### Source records
*-*-*

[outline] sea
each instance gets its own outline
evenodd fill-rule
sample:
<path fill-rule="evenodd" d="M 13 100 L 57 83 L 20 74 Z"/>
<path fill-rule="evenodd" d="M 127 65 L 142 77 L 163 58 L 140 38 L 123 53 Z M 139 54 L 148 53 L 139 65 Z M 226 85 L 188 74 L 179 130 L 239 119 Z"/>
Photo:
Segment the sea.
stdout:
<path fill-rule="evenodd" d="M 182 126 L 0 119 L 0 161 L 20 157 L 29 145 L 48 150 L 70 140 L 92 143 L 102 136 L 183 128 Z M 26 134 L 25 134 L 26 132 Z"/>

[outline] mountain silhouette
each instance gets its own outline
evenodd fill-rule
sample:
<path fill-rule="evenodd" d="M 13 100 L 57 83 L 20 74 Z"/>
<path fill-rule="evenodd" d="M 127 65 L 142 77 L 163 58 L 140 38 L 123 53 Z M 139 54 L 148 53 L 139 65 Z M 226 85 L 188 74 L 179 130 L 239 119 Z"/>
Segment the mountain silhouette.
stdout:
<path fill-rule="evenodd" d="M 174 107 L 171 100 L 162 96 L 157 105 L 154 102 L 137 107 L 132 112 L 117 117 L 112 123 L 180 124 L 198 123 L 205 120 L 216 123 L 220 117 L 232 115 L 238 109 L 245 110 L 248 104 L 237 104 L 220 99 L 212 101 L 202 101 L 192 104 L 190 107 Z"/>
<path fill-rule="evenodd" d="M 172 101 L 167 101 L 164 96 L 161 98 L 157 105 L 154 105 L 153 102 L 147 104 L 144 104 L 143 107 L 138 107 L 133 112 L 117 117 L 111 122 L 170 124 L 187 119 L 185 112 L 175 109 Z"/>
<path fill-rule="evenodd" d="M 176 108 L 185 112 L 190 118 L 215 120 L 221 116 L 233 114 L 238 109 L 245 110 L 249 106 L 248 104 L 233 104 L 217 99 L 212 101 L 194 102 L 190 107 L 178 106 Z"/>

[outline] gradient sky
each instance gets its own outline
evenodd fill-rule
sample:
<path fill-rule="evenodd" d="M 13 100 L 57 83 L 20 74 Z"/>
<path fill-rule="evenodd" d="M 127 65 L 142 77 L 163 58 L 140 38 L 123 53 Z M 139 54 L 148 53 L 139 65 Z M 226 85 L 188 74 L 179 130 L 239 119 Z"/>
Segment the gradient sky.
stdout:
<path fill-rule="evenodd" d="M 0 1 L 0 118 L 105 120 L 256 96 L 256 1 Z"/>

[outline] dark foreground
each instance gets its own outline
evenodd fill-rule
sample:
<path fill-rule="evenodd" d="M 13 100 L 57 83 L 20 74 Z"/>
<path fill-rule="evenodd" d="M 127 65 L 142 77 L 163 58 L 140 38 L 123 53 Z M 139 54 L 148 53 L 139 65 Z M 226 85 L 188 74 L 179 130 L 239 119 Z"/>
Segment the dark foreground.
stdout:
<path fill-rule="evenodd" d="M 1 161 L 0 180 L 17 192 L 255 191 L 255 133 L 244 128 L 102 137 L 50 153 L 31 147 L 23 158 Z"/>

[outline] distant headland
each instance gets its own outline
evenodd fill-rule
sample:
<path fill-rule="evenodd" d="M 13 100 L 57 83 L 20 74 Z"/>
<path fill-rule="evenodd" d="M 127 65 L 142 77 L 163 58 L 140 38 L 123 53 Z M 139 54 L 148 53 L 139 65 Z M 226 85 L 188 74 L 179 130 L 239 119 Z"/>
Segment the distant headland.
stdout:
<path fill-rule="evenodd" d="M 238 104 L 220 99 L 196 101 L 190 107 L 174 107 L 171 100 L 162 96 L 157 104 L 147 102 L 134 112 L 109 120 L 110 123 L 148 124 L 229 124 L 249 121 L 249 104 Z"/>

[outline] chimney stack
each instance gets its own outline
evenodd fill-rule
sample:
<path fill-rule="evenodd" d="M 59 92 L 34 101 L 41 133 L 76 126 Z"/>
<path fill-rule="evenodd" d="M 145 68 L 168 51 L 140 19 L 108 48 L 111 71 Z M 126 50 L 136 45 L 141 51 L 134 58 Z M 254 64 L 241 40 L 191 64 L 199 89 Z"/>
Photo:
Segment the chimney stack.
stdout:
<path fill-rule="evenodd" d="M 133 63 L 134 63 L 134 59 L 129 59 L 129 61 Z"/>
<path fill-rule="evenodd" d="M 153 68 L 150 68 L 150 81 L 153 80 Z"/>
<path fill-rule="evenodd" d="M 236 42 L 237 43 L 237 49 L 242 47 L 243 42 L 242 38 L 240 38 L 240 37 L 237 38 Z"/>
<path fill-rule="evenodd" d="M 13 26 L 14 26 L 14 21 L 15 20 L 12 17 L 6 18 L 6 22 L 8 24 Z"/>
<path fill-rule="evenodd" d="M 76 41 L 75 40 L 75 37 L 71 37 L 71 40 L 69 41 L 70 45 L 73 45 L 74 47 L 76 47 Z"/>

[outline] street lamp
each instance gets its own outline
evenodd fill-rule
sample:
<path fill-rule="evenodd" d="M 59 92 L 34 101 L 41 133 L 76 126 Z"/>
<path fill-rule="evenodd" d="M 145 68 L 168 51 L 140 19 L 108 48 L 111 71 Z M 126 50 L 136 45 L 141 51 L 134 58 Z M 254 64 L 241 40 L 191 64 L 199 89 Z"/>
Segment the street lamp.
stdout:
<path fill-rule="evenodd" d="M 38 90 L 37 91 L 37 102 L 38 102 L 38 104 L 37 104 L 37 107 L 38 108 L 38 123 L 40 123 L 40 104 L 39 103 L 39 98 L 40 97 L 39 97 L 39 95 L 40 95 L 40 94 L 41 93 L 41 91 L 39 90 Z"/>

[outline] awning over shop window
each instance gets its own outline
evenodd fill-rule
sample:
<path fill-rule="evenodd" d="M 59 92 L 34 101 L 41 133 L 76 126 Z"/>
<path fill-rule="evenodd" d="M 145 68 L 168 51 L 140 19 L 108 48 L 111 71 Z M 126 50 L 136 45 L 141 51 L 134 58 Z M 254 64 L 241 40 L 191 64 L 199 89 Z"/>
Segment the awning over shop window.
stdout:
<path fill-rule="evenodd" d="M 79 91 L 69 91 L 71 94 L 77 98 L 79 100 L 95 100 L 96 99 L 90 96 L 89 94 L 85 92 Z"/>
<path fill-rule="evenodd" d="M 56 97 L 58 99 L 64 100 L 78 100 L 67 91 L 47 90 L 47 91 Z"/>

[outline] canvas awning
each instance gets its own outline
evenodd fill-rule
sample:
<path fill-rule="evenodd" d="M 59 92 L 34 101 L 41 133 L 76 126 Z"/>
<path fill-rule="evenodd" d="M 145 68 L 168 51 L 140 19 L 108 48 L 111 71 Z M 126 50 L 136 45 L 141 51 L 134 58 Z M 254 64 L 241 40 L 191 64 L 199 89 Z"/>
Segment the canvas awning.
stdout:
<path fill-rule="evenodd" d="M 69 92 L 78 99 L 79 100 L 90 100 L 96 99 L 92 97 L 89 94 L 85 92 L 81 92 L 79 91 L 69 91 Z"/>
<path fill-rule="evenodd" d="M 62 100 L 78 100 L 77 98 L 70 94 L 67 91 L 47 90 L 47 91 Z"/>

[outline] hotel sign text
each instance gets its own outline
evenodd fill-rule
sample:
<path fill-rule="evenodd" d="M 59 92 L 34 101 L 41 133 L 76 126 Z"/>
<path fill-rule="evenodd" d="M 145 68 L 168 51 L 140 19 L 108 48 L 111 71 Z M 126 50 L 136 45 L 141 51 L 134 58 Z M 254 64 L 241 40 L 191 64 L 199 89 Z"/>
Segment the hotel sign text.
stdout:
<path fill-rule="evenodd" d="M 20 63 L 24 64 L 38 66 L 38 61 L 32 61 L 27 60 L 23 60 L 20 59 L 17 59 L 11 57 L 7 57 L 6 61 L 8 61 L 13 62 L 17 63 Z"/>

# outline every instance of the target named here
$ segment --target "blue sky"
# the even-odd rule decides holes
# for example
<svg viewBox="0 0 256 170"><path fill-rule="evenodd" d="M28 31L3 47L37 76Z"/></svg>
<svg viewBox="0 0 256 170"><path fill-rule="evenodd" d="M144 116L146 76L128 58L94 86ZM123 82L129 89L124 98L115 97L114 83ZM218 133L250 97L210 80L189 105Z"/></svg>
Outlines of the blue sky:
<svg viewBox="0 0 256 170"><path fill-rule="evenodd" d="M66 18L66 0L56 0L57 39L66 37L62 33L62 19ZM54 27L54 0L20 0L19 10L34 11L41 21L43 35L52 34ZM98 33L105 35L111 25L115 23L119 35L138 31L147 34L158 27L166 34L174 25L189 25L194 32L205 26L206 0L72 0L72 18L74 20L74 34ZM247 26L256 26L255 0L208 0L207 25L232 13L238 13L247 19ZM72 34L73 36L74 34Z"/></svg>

*-*-*

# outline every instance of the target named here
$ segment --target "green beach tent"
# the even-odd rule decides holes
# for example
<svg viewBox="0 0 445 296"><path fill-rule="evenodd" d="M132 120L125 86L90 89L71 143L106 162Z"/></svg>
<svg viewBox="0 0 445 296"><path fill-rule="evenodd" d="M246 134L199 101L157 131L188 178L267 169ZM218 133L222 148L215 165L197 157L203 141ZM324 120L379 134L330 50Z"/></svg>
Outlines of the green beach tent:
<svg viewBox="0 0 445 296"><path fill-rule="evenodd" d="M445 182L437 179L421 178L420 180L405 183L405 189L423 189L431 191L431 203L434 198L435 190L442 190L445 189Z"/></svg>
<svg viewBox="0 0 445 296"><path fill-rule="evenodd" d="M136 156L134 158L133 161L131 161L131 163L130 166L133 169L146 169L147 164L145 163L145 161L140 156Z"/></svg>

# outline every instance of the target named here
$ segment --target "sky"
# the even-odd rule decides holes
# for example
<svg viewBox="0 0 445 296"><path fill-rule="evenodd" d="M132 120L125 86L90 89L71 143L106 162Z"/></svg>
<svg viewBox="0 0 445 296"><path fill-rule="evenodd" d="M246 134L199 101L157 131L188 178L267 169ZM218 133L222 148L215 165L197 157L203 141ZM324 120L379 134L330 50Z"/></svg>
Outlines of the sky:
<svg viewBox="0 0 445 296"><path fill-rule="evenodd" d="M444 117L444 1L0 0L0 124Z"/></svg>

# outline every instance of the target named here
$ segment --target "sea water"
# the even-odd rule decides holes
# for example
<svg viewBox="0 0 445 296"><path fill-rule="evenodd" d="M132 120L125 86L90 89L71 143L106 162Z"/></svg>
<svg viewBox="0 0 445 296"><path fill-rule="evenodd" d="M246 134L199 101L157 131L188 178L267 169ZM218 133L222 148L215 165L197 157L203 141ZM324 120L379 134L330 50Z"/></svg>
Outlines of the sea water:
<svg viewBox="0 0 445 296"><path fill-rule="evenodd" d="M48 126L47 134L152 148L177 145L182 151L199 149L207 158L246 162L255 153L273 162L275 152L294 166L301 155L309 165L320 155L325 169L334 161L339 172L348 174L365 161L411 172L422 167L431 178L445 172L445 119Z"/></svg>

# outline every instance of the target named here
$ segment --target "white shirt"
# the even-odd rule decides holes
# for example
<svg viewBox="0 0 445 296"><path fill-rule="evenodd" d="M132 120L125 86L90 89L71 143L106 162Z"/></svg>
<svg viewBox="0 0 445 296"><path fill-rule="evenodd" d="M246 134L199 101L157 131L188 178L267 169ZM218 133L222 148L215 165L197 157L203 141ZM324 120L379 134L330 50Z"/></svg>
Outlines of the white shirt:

*-*-*

### Job
Which lines in the source records above contain the word "awning"? Extract each of them.

### Exercise result
[outline] awning over shop window
Segment the awning over shop window.
[outline] canvas awning
Segment the canvas awning.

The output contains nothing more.